The local health food store, nutrition shops in the mall, fitness magazines, TV commercials, infomercials – wherever you look, supplements are everywhere. The supplement industry is worth a lot of money. It’s reported that the global supplement industry is worth not fat sure of 70 billion dollars, so supplements are pretty big business.

The Marketing Behind Male and Female Supplements

Supplements are marketed as miracle cures. No matter what your ailment, be it health-related such as poor skin, sleep and stress issues or feeling tired and lethargic, or simply wanting to improve your performance in the gym and on the sports field, there’s a supplement for it.

Sports supplements tend to be the most heavily marketed and promoted, purely for the reason that people want to look awesome. Forget going to the gym and eating healthily, if a supplement company can convince people that their product will get the desired results without any of the hard work, they’ll do their utmost to get their ad team on the case and put the product on the shelves.

Unfortunately, more often than not, we’re suckers for fancy marketing

The trend in recent years has definitely swung towards the way of gender specific marketing. You’ll tend to find two categories of supplements.

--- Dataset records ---
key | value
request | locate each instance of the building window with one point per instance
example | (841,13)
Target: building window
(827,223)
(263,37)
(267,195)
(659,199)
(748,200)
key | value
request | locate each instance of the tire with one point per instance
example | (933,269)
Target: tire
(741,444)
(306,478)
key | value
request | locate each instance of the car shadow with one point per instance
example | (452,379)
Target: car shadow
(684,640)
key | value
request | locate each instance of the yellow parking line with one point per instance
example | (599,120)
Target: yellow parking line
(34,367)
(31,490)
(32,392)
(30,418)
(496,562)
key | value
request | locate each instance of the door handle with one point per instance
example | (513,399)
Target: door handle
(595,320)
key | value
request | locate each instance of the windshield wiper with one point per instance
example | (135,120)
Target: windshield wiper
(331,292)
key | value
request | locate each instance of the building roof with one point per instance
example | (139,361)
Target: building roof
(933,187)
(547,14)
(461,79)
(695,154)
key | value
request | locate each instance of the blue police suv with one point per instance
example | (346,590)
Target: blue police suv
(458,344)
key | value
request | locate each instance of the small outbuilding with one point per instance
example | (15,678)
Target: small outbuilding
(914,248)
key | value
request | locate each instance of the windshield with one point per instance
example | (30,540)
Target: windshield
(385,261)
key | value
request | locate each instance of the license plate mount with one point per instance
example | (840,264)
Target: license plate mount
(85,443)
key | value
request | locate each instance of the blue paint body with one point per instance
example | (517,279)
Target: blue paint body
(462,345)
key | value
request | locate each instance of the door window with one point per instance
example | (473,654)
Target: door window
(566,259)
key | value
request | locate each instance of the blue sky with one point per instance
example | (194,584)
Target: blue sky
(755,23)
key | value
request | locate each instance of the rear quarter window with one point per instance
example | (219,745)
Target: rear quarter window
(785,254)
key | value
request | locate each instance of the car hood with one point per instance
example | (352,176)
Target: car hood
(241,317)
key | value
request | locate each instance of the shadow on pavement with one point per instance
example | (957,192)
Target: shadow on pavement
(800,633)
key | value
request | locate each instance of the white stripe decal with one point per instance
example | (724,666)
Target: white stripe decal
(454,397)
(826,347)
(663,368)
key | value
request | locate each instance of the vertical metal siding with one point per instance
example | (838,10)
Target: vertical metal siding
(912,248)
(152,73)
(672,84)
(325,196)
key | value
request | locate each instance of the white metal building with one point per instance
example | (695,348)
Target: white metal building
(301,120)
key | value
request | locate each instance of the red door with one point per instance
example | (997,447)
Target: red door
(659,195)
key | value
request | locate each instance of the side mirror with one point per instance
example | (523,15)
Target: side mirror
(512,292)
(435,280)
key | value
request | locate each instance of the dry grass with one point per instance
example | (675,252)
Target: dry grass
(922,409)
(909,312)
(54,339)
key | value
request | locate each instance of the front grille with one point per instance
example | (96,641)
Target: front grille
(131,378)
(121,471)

--- Challenges ---
[1] According to the passage on supplement marketing, which kind of supplement tends to be the most heavily marketed and promoted?
[2] Please extend the passage on supplement marketing, picking up after its final sentence.

--- Outputs for the tasks ---
[1] Sports supplements, because people want to look awesome.

[2]
The first generally come in huge black tubs with a picture on the front of a ripped bodybuilder or a muscled hunk in shorts with a beach babe on his arm. The product name contains words like “anabolic” “mega” “xxx formula” “wrath” or “rage” and is often accompanied by a huge number that doesn’t mean anything. As you’d expect, these supplements are marketed at men wanting to get big and lean.

On the other hand, you’ve got the supplements aimed at the female market. These will be sold in smaller tubs, or sleek, shiny bags often with a pastel color tint. The picture will be a women – not too muscley, just with good muscle tone and definition, elegantly sipping a shake from a tall glass. Words such as “diet” “lean” “vixen” or claims like “specifically designed for women” will adorn the label.

While these two products couldn't look more different, here’s the truth.

They are almost identical.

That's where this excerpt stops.